Stored entries

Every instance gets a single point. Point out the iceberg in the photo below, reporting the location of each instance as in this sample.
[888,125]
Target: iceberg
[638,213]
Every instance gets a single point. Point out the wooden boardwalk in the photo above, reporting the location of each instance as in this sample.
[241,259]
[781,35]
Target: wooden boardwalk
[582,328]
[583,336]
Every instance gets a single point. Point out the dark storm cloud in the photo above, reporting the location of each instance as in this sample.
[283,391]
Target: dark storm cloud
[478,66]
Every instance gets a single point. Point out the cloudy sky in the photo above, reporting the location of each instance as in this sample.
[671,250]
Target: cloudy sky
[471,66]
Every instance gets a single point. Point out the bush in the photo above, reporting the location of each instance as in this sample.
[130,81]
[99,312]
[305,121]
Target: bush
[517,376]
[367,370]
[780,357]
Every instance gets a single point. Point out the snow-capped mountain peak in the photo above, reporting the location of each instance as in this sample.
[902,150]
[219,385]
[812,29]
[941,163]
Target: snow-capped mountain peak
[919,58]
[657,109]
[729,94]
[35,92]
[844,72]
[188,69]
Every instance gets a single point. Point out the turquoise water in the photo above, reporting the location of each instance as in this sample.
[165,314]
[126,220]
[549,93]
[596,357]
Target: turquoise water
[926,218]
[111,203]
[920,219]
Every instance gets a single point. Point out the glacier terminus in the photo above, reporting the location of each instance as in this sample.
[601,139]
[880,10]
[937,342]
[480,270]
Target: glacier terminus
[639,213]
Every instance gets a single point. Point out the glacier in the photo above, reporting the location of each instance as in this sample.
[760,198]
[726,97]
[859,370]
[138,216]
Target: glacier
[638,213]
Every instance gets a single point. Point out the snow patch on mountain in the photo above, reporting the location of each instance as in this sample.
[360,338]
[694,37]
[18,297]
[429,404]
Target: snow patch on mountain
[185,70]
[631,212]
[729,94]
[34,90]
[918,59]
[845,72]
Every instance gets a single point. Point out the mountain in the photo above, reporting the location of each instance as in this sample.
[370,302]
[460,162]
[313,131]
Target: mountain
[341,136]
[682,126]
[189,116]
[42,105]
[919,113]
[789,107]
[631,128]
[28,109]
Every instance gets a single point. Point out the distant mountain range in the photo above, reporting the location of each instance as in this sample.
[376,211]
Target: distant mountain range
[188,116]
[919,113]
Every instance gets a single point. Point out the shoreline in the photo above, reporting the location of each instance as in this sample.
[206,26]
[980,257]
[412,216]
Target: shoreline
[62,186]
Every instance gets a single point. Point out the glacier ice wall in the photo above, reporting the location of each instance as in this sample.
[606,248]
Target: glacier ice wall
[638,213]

EXERCISE:
Reproduce all of the records exactly.

SOLUTION:
Every instance gets a single point. Point out the iceberg in the photo below, reporting the location of each instance as in this sample.
[888,125]
Target: iceberg
[638,213]
Every instance gets a single point. Point out the wooden boardwalk in the photo above, reporting the location of each instance as in this sample.
[241,259]
[781,35]
Target: wooden boardwalk
[582,328]
[583,336]
Every instance gets a single point. Point out the dark storm cloud in the photo above, reporting the location of each instance as in this sample.
[283,391]
Target: dark storm cloud
[478,66]
Every instance gets a single point. Point out the cloudy sky in the photo above, reporting the location of each instance as in this sample.
[671,250]
Target: cloudy sky
[471,66]
Every instance gets a single point. Point out the bush in the photo above, reporting the location of each instance as in this sample.
[130,81]
[99,312]
[305,121]
Target: bush
[517,376]
[367,370]
[780,357]
Every instance gets a single point. Point out the snow-capped mountain peak in the photo above, reporting the location of each instance as in this sample.
[902,150]
[219,385]
[812,29]
[941,163]
Target: snow-capped mountain peak
[919,58]
[657,109]
[729,94]
[35,92]
[844,72]
[188,69]
Every instance gets a single point. Point out the turquoise water in the photo above, reporting the location of each instance as in this sample.
[165,314]
[126,220]
[549,93]
[596,357]
Target: turquoise water
[926,218]
[111,203]
[920,219]
Every instance gets a single point. Point out the glacier terminus in the photo above, reporting the location of each instance as in this sample.
[601,139]
[880,10]
[937,342]
[480,270]
Target: glacier terminus
[639,213]
Every instance gets a single point. Point out the glacier in the photo above, reporting the location of each instance as in this sample.
[760,198]
[726,97]
[859,370]
[138,216]
Target: glacier
[638,213]
Every instance gets a single point. Point out the snow patch on mountain in the photo above, reporting the location of each instance as in this sample.
[360,338]
[694,37]
[18,297]
[429,404]
Target: snow patch on mountain
[185,70]
[631,212]
[729,94]
[34,90]
[918,59]
[845,72]
Every instance gets a single point. Point out the mountain in the photo above, reporting the location of each instance as in this sample.
[370,302]
[460,162]
[313,131]
Target: mountain
[341,136]
[682,126]
[189,116]
[42,105]
[919,113]
[789,107]
[631,128]
[28,109]
Every instance gets a single point. Point out the distant mountain range in the photo above, reporting the location of each instance as in this sample.
[376,211]
Target: distant mountain range
[188,116]
[919,113]
Every instance gets a single point. Point out the shoreline in the photo above, reporting the location of each instance as in this sample.
[206,26]
[980,257]
[412,216]
Target: shoreline
[62,186]
Every instance gets a single point. Point out the glacier ice wall in the photo above, reporting the location of each instance as in this sample.
[606,248]
Target: glacier ice wall
[638,213]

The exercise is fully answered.